======== Records for processing

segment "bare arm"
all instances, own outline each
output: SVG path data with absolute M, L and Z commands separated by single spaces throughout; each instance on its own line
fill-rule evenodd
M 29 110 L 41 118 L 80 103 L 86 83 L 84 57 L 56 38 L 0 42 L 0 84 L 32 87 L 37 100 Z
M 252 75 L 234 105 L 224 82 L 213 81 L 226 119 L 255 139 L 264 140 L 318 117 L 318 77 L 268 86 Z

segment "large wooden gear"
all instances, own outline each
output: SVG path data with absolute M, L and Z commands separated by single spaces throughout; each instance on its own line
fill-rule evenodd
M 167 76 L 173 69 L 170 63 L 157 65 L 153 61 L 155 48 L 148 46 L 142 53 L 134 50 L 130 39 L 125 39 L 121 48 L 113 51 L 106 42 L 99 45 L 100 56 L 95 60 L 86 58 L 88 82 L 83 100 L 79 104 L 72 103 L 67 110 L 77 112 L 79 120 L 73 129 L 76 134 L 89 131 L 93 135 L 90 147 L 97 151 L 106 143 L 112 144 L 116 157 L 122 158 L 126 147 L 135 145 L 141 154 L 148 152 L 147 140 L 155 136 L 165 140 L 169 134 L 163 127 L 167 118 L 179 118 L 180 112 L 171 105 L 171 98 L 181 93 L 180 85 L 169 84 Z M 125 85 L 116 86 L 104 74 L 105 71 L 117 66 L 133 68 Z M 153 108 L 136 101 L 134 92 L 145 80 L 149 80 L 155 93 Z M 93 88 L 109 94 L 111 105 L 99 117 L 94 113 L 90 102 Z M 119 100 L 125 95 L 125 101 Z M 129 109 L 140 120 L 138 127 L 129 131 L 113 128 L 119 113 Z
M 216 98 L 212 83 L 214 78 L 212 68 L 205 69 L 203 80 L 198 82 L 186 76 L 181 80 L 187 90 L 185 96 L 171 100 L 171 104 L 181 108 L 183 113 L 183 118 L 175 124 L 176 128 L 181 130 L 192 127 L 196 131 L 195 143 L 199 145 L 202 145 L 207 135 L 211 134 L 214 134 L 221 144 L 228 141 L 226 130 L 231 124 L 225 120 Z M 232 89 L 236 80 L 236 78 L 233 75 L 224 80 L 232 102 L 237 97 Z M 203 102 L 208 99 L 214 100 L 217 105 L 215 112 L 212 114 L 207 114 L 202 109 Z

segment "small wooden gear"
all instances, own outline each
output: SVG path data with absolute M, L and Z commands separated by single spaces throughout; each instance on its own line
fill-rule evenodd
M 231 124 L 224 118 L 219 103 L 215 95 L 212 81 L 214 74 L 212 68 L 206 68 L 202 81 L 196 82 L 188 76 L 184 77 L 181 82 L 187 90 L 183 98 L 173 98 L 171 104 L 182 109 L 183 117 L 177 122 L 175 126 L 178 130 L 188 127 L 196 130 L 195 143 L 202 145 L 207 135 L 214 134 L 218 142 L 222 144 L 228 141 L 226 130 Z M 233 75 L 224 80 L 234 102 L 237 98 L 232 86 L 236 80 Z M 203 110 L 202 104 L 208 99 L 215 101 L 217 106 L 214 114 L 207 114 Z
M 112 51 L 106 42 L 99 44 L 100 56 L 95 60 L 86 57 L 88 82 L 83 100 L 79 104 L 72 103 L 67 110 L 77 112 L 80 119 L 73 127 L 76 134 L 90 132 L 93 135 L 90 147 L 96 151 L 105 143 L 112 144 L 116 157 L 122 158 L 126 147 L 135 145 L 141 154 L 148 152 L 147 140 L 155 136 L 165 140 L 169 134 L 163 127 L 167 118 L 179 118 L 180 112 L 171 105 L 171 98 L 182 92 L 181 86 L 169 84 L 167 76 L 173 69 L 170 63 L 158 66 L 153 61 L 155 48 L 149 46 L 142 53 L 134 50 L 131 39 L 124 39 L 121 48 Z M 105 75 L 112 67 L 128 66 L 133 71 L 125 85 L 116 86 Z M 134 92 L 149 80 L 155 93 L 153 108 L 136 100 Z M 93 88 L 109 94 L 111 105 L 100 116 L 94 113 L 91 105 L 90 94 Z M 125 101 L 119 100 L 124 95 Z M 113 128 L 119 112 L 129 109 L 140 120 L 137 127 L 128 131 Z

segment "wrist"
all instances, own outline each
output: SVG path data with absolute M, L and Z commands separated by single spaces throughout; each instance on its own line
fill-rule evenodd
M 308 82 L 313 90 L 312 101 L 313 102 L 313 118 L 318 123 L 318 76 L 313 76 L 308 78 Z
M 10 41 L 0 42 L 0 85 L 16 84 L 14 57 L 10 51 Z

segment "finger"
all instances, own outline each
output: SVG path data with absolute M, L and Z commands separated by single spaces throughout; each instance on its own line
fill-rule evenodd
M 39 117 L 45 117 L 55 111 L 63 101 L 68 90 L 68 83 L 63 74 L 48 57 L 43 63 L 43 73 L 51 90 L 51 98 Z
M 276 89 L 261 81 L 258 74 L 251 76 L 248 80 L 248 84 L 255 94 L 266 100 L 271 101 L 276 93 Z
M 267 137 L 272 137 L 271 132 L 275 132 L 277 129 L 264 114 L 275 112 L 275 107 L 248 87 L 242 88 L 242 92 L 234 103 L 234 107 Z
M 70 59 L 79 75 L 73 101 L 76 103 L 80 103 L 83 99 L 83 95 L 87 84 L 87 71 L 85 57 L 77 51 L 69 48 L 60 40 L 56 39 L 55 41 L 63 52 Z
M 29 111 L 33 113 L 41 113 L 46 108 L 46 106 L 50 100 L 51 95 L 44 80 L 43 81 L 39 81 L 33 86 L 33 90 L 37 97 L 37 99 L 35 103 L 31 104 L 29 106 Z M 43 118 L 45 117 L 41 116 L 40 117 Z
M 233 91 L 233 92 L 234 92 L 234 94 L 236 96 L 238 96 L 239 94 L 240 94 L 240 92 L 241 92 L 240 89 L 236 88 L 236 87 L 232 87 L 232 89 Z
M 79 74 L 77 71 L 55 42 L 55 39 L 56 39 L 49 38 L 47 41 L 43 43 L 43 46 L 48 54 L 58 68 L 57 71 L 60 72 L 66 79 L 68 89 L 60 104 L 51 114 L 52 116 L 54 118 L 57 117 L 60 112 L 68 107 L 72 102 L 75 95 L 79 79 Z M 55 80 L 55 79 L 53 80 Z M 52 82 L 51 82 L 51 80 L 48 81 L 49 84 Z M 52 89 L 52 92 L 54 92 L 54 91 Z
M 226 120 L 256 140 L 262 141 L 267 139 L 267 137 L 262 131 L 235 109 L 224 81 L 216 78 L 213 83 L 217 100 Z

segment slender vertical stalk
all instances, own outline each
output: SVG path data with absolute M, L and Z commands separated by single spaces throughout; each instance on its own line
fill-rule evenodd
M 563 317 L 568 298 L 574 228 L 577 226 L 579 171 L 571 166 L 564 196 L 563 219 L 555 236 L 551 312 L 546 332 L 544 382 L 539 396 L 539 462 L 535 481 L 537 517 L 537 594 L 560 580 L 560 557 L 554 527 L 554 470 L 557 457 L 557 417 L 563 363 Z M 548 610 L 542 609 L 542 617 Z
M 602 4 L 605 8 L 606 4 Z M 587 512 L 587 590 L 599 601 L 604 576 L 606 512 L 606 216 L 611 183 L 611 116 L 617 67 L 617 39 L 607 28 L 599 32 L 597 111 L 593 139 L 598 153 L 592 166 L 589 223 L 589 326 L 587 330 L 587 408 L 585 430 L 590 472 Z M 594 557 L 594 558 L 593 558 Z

================

Turn every line of the records above into a Markdown table with two columns, Row and Line, numbering the rows and leaving out blank lines.

• _Answer for the task_
| Row | Line |
|---|---|
| 1 | segment "bare arm" |
| 2 | all instances, own outline each |
| 3 | output: SVG path data with absolute M, L and Z commands separated by single spaces throughout; each instance on its own line |
| 4 | fill-rule evenodd |
| 5 | M 29 110 L 41 118 L 80 103 L 86 83 L 84 57 L 56 38 L 0 42 L 0 84 L 32 87 L 37 100 Z |
| 6 | M 252 75 L 234 105 L 224 82 L 213 81 L 226 119 L 255 139 L 264 140 L 318 117 L 318 77 L 268 86 Z |
| 7 | segment "large wooden gear" |
| 8 | all instances, own outline each |
| 9 | output: SVG path data with absolute M, L and Z commands separated by single spaces throughout; each instance on its own line |
| 10 | fill-rule evenodd |
| 11 | M 167 76 L 173 69 L 170 63 L 157 65 L 153 61 L 155 48 L 148 46 L 142 53 L 134 50 L 130 39 L 125 39 L 121 48 L 113 51 L 106 42 L 99 45 L 100 56 L 95 60 L 86 58 L 88 82 L 83 100 L 79 104 L 72 103 L 67 110 L 77 112 L 79 120 L 73 129 L 76 134 L 89 131 L 93 135 L 90 147 L 97 151 L 106 143 L 112 144 L 116 157 L 122 158 L 126 147 L 135 145 L 141 154 L 148 152 L 147 140 L 155 136 L 165 140 L 169 134 L 163 127 L 167 118 L 179 118 L 180 112 L 171 105 L 171 98 L 181 93 L 180 85 L 169 84 Z M 125 85 L 116 86 L 104 74 L 105 71 L 117 66 L 133 68 Z M 153 108 L 136 101 L 134 92 L 145 80 L 149 80 L 155 93 Z M 93 88 L 109 94 L 111 105 L 99 117 L 94 113 L 90 102 Z M 119 100 L 125 95 L 125 101 Z M 129 109 L 140 120 L 138 127 L 129 131 L 113 128 L 119 113 Z |
| 12 | M 216 98 L 212 83 L 214 78 L 212 68 L 205 69 L 203 80 L 198 82 L 186 76 L 181 80 L 187 90 L 185 96 L 171 100 L 171 104 L 181 108 L 183 113 L 183 118 L 175 124 L 176 128 L 181 130 L 192 127 L 196 131 L 195 143 L 199 145 L 202 145 L 207 135 L 211 134 L 214 134 L 221 144 L 228 141 L 226 130 L 231 124 L 225 120 Z M 232 89 L 236 80 L 236 78 L 233 75 L 224 80 L 232 102 L 237 97 Z M 203 102 L 208 99 L 214 100 L 217 105 L 215 112 L 212 114 L 207 114 L 202 109 Z |
| 13 | segment "small wooden gear" |
| 14 | all instances, own outline each |
| 15 | output: SVG path data with absolute M, L and Z commands separated by single spaces throughout; each instance on its own line |
| 16 | fill-rule evenodd |
| 17 | M 231 124 L 224 118 L 219 103 L 215 95 L 212 81 L 214 74 L 212 68 L 206 68 L 202 81 L 196 82 L 188 76 L 184 77 L 181 82 L 187 90 L 183 98 L 173 98 L 171 104 L 182 109 L 183 117 L 177 122 L 175 126 L 178 130 L 188 127 L 196 130 L 195 143 L 202 145 L 207 135 L 214 134 L 218 142 L 222 144 L 228 141 L 226 130 Z M 233 75 L 224 80 L 234 102 L 237 98 L 232 86 L 236 80 Z M 203 110 L 202 104 L 208 99 L 215 101 L 217 106 L 214 114 L 207 114 Z |
| 18 | M 112 51 L 106 42 L 99 44 L 100 56 L 95 60 L 86 57 L 88 82 L 83 100 L 79 104 L 72 103 L 67 110 L 77 112 L 80 119 L 73 127 L 76 134 L 90 132 L 93 135 L 90 147 L 96 151 L 105 143 L 112 144 L 116 157 L 122 158 L 126 147 L 135 145 L 141 154 L 148 152 L 147 140 L 155 136 L 165 140 L 169 134 L 163 127 L 167 118 L 179 118 L 180 112 L 171 105 L 171 98 L 182 92 L 181 86 L 169 84 L 167 76 L 173 69 L 170 63 L 158 66 L 153 61 L 155 48 L 149 46 L 142 53 L 134 50 L 131 39 L 124 39 L 121 48 Z M 105 75 L 112 67 L 128 66 L 133 71 L 125 85 L 116 86 Z M 134 92 L 149 80 L 155 93 L 153 108 L 136 100 Z M 93 88 L 109 94 L 111 105 L 100 116 L 94 113 L 91 105 L 90 94 Z M 125 101 L 119 100 L 124 95 Z M 113 128 L 119 112 L 129 109 L 140 120 L 137 127 L 128 131 Z |
| 19 | segment "wrist" |
| 20 | all instances, own outline each |
| 21 | output: SVG path data with absolute M, L and Z commands separated by single spaces throughout; each instance on its own line |
| 22 | fill-rule evenodd |
| 23 | M 308 82 L 313 90 L 312 101 L 313 102 L 313 118 L 318 123 L 318 76 L 313 76 L 308 78 Z |
| 24 | M 10 41 L 0 42 L 0 85 L 16 84 L 14 57 L 10 51 Z |
| 25 | segment "finger" |
| 26 | all instances, own outline each |
| 27 | output: SVG path data with absolute M, L and Z commands separated by single spaces throughout; each instance on its own line |
| 28 | fill-rule evenodd |
| 29 | M 39 117 L 45 117 L 55 111 L 63 101 L 68 90 L 68 83 L 63 74 L 48 57 L 43 63 L 43 73 L 51 90 L 51 98 Z |
| 30 | M 276 89 L 261 81 L 258 74 L 251 76 L 248 80 L 248 84 L 255 94 L 266 100 L 271 101 L 276 93 Z |
| 31 | M 267 137 L 272 137 L 271 132 L 275 132 L 277 129 L 264 114 L 275 112 L 275 107 L 248 87 L 242 88 L 242 92 L 234 103 L 234 107 Z |
| 32 | M 70 59 L 79 75 L 73 101 L 76 103 L 80 103 L 83 99 L 83 95 L 87 84 L 87 71 L 85 57 L 77 51 L 69 48 L 60 40 L 56 39 L 55 41 L 63 52 Z |
| 33 | M 29 111 L 33 113 L 41 113 L 46 108 L 46 106 L 50 100 L 51 95 L 44 80 L 43 81 L 39 81 L 33 86 L 33 90 L 37 97 L 37 99 L 35 103 L 31 104 L 29 106 Z M 43 118 L 45 117 L 41 116 L 40 117 Z |
| 34 | M 233 91 L 233 92 L 234 92 L 234 94 L 236 96 L 238 96 L 239 94 L 240 94 L 240 92 L 241 92 L 240 89 L 236 88 L 236 87 L 232 87 L 232 89 Z |
| 35 | M 79 74 L 77 71 L 55 42 L 55 39 L 56 39 L 49 38 L 47 41 L 43 43 L 43 46 L 48 54 L 58 68 L 57 71 L 60 72 L 66 79 L 68 89 L 60 104 L 51 114 L 52 116 L 54 118 L 57 117 L 60 112 L 68 107 L 72 102 L 75 95 L 79 79 Z M 55 80 L 55 79 L 53 80 Z M 52 82 L 51 82 L 51 80 L 48 81 L 49 84 Z M 52 89 L 52 92 L 54 92 L 54 91 Z |
| 36 | M 226 120 L 256 140 L 262 141 L 267 139 L 267 137 L 262 131 L 235 109 L 224 81 L 216 78 L 213 83 L 217 100 Z |
| 37 | segment slender vertical stalk |
| 38 | all instances, own outline each |
| 39 | output: SVG path data with absolute M, L and Z commands separated by single spaces throughout; each instance on its own line |
| 40 | fill-rule evenodd |
| 41 | M 563 317 L 568 298 L 574 228 L 577 226 L 579 171 L 571 166 L 564 196 L 563 219 L 555 236 L 551 312 L 546 332 L 544 382 L 539 396 L 539 462 L 535 481 L 537 517 L 537 594 L 560 580 L 560 557 L 554 527 L 554 470 L 557 457 L 557 417 L 563 363 Z M 548 610 L 542 609 L 542 617 Z |
| 42 | M 602 4 L 605 8 L 606 4 Z M 587 512 L 587 590 L 599 601 L 604 576 L 606 512 L 606 216 L 611 183 L 611 116 L 617 67 L 617 39 L 607 28 L 599 32 L 597 111 L 593 139 L 598 153 L 592 166 L 589 223 L 589 326 L 587 330 L 587 408 L 585 430 L 590 472 Z M 594 557 L 594 558 L 593 558 Z |